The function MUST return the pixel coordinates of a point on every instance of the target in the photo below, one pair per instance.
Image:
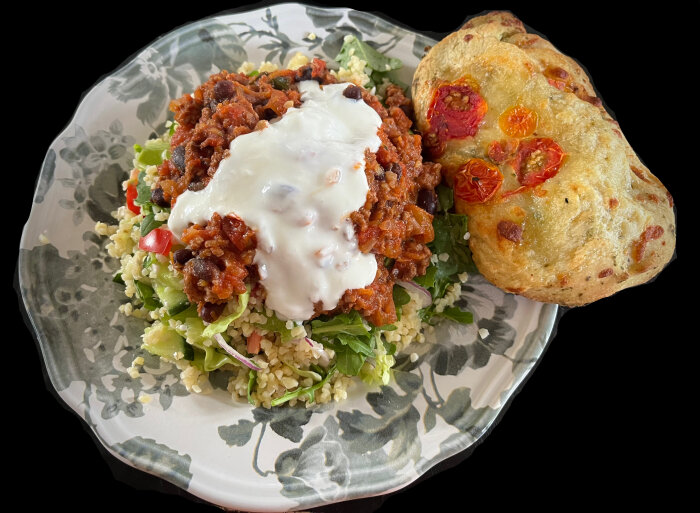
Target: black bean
(281, 83)
(178, 158)
(211, 311)
(158, 198)
(182, 256)
(427, 200)
(353, 92)
(204, 269)
(196, 185)
(396, 168)
(268, 114)
(304, 73)
(223, 90)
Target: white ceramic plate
(224, 452)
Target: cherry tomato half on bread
(158, 240)
(477, 181)
(537, 160)
(456, 111)
(518, 121)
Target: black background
(600, 422)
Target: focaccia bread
(560, 207)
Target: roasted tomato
(537, 160)
(518, 121)
(477, 181)
(455, 113)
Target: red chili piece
(131, 194)
(158, 240)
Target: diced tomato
(158, 240)
(131, 194)
(477, 181)
(253, 343)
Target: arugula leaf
(350, 338)
(148, 224)
(349, 362)
(221, 324)
(377, 64)
(308, 391)
(450, 230)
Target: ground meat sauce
(390, 225)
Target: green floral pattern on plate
(378, 440)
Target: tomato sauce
(389, 225)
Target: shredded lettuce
(377, 65)
(221, 324)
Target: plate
(226, 453)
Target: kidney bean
(353, 92)
(211, 311)
(223, 90)
(158, 198)
(204, 269)
(182, 256)
(178, 158)
(427, 200)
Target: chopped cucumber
(146, 293)
(162, 340)
(169, 288)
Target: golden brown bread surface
(602, 223)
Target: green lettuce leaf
(221, 324)
(377, 65)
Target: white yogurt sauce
(294, 183)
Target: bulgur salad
(286, 229)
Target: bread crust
(603, 223)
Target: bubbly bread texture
(596, 223)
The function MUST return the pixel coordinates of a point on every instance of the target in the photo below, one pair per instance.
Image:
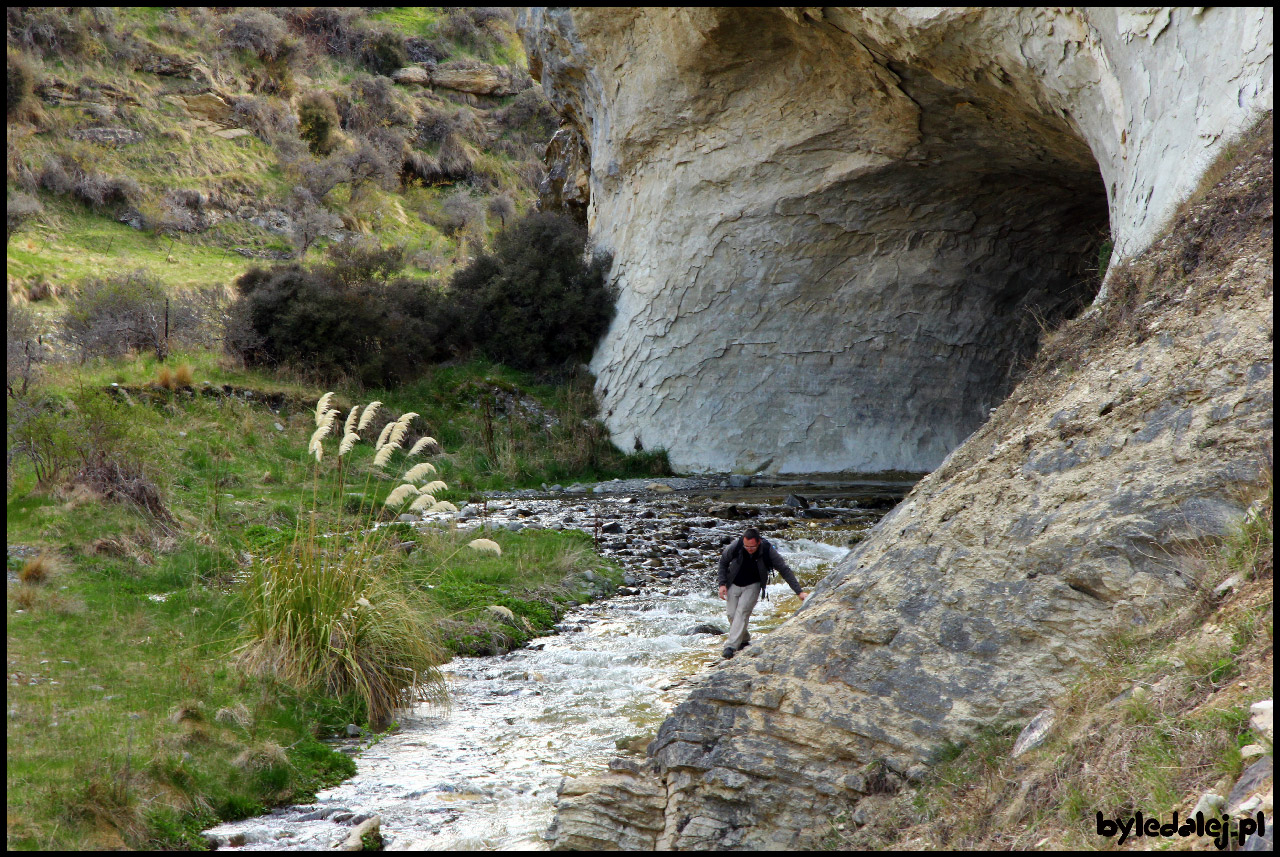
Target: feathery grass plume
(323, 407)
(423, 443)
(401, 494)
(383, 456)
(382, 438)
(485, 546)
(419, 471)
(398, 431)
(318, 435)
(329, 621)
(370, 409)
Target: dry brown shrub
(117, 481)
(261, 757)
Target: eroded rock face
(836, 233)
(1078, 509)
(831, 229)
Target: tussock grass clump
(321, 613)
(40, 569)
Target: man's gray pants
(740, 603)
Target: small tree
(538, 299)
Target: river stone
(1034, 733)
(1261, 718)
(863, 223)
(1253, 779)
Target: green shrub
(538, 299)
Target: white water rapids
(483, 774)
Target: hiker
(744, 573)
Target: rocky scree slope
(1074, 512)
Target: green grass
(146, 761)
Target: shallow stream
(483, 774)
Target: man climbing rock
(744, 572)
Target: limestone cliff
(841, 221)
(836, 230)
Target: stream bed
(483, 774)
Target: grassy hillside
(208, 133)
(155, 684)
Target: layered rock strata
(836, 232)
(1077, 511)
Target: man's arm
(784, 569)
(723, 568)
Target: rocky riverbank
(484, 775)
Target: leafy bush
(257, 32)
(21, 210)
(24, 351)
(49, 31)
(114, 315)
(318, 120)
(19, 85)
(64, 175)
(460, 212)
(333, 321)
(384, 51)
(536, 301)
(374, 102)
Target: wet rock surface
(524, 725)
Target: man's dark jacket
(767, 557)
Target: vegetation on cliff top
(154, 156)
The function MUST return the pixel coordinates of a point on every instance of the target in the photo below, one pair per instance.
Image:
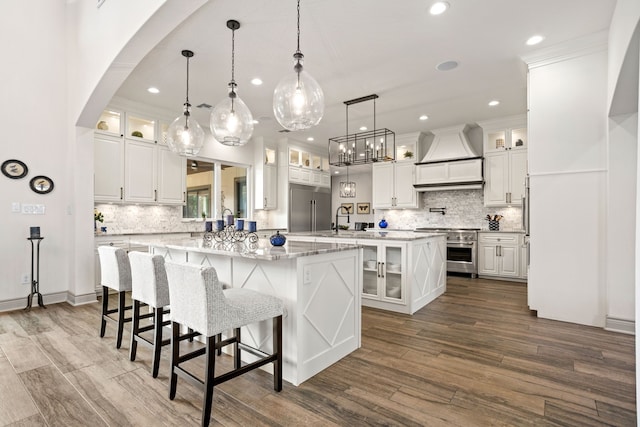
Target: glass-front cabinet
(110, 123)
(383, 271)
(139, 127)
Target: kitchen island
(319, 283)
(402, 270)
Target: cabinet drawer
(504, 238)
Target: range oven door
(461, 257)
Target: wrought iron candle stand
(229, 238)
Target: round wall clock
(14, 169)
(41, 184)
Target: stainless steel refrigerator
(309, 208)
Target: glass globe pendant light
(231, 121)
(298, 100)
(184, 135)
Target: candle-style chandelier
(365, 147)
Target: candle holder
(230, 238)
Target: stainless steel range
(462, 248)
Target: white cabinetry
(384, 265)
(398, 275)
(136, 169)
(505, 173)
(108, 160)
(266, 171)
(172, 177)
(308, 168)
(505, 152)
(393, 185)
(499, 254)
(139, 172)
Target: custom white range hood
(450, 164)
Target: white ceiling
(359, 47)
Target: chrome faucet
(338, 215)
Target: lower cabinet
(499, 254)
(400, 275)
(383, 265)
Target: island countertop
(369, 235)
(263, 250)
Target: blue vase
(277, 239)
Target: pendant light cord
(298, 51)
(233, 57)
(187, 98)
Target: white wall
(33, 80)
(621, 220)
(68, 80)
(567, 164)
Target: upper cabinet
(110, 123)
(393, 185)
(308, 168)
(505, 160)
(509, 133)
(408, 146)
(136, 168)
(142, 128)
(266, 175)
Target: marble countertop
(262, 250)
(502, 231)
(372, 235)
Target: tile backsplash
(465, 208)
(133, 219)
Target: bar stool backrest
(115, 271)
(149, 279)
(196, 296)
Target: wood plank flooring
(474, 357)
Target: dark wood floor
(473, 357)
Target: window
(198, 202)
(205, 179)
(199, 189)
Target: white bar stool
(115, 273)
(199, 302)
(150, 287)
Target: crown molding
(596, 42)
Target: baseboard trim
(21, 303)
(624, 326)
(75, 300)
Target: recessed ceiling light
(534, 40)
(446, 66)
(439, 7)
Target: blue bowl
(277, 239)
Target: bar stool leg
(135, 326)
(157, 340)
(121, 309)
(175, 355)
(105, 307)
(236, 349)
(277, 346)
(210, 365)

DO THIS » Your task is to transcribe all of the records precisely, with no images included.

ANSWER BELOW »
The function MUST return the pixel coordinates of a point on every instance of the target in the photo below, one pair per instance.
Image:
Target: black bean
(281, 83)
(178, 158)
(211, 311)
(158, 198)
(182, 256)
(427, 200)
(353, 92)
(204, 269)
(196, 185)
(396, 168)
(268, 114)
(304, 73)
(223, 90)
Target: white ceramic plate
(224, 452)
Target: cherry tomato half on bread
(158, 240)
(477, 181)
(537, 160)
(456, 111)
(518, 121)
Target: black background
(600, 422)
Target: focaccia bread
(560, 207)
Target: roasted tomato
(537, 160)
(518, 121)
(477, 181)
(455, 113)
Target: red chili piece
(131, 194)
(158, 240)
Target: diced tomato
(158, 240)
(131, 194)
(477, 181)
(253, 343)
Target: arugula leaf
(350, 338)
(148, 224)
(349, 362)
(221, 324)
(377, 64)
(308, 391)
(450, 230)
Target: ground meat sauce
(390, 225)
Target: green floral pattern on plate
(378, 440)
Target: tomato sauce
(389, 225)
Target: shredded lettuce
(377, 65)
(221, 324)
Target: plate
(226, 453)
Target: kidney bean
(353, 92)
(211, 311)
(223, 90)
(158, 198)
(204, 269)
(182, 256)
(178, 158)
(427, 200)
Target: chopped cucumber
(146, 293)
(162, 340)
(169, 288)
Target: golden brown bread surface
(602, 223)
Target: green lettuce leaf
(221, 324)
(377, 65)
Target: white yogurt sauce
(294, 183)
Target: bulgur salad
(286, 229)
Target: bread crust
(603, 223)
Target: bubbly bread texture
(596, 223)
The function MUST return the pixel coordinates of a point on every instance of the target in the photo below, one pair per instance.
Image:
Target: feathery grass plume
(323, 407)
(423, 443)
(401, 494)
(383, 456)
(382, 438)
(485, 546)
(419, 471)
(398, 431)
(318, 435)
(329, 621)
(370, 409)
Target: dry brown shrub
(117, 481)
(261, 757)
Target: eroded rock face
(836, 233)
(1078, 509)
(831, 229)
Target: tussock grass clump
(321, 613)
(40, 569)
Target: man's gray pants
(740, 603)
Target: small tree
(538, 299)
Target: river stone
(1034, 733)
(1261, 718)
(863, 223)
(1253, 779)
Target: green shrub
(538, 299)
Target: white water rapids
(483, 774)
Target: hiker
(744, 573)
Target: rocky scree slope
(1074, 512)
Target: green grass
(146, 761)
Target: shallow stream
(483, 774)
Target: man climbing rock
(744, 572)
Target: limestone cliff
(841, 221)
(836, 230)
Target: stream bed
(483, 774)
Target: grassy hillside
(208, 133)
(155, 684)
Target: layered rock strata
(836, 232)
(1077, 511)
Target: man's arm
(784, 569)
(723, 568)
Target: rocky riverbank
(484, 775)
Target: leafy bush
(257, 32)
(21, 210)
(24, 351)
(49, 31)
(114, 315)
(318, 120)
(19, 85)
(64, 175)
(460, 212)
(333, 321)
(384, 51)
(536, 301)
(374, 102)
Target: wet rock surface
(524, 725)
Target: man's dark jacket
(767, 557)
Target: vegetation on cliff top
(154, 156)
The function MUST return the pixel coordinates of a point on every instance of the target in the photo below, one pair per instance.
Image:
Target: glass-front cabinet
(110, 123)
(383, 271)
(139, 127)
Target: kitchen island
(319, 283)
(402, 270)
Target: cabinet drawer
(504, 238)
Target: range oven door
(461, 257)
Target: wrought iron candle stand
(229, 238)
Target: round wall clock
(14, 169)
(41, 184)
Target: stainless steel refrigerator
(309, 208)
Target: glass globe pendant light
(231, 121)
(298, 100)
(184, 135)
Target: candle-style chandelier
(365, 147)
Target: candle holder
(230, 238)
Target: stainless steel range
(462, 248)
Target: white cabinetry
(384, 265)
(398, 275)
(136, 169)
(505, 173)
(108, 160)
(266, 171)
(172, 177)
(308, 168)
(505, 152)
(393, 185)
(499, 254)
(139, 172)
Target: custom white range hood
(450, 164)
Target: white ceiling
(359, 47)
Target: chrome faucet
(338, 215)
Target: lower cabinet
(499, 254)
(400, 275)
(383, 265)
Target: island countertop
(369, 235)
(263, 250)
Target: blue vase
(277, 239)
Target: pendant light cord
(298, 51)
(233, 57)
(187, 98)
Target: white wall
(33, 80)
(621, 220)
(68, 80)
(567, 164)
Target: upper cabinet
(110, 123)
(393, 185)
(308, 168)
(505, 160)
(509, 133)
(408, 146)
(136, 168)
(142, 128)
(266, 175)
Target: marble countertop
(262, 250)
(502, 231)
(372, 235)
Target: tile backsplash
(465, 208)
(133, 219)
Target: bar stool backrest
(115, 271)
(149, 279)
(196, 296)
Target: wood plank flooring
(474, 357)
Target: dark wood floor
(473, 357)
Target: window
(198, 202)
(205, 179)
(199, 189)
Target: white bar stool
(115, 273)
(199, 302)
(150, 287)
Target: crown molding
(596, 42)
Target: baseboard trim
(21, 303)
(624, 326)
(75, 300)
Target: recessed ceiling light
(534, 40)
(446, 66)
(439, 7)
Target: blue bowl
(277, 239)
Target: bar stool leg
(135, 326)
(157, 340)
(121, 309)
(175, 355)
(105, 307)
(236, 349)
(277, 346)
(210, 365)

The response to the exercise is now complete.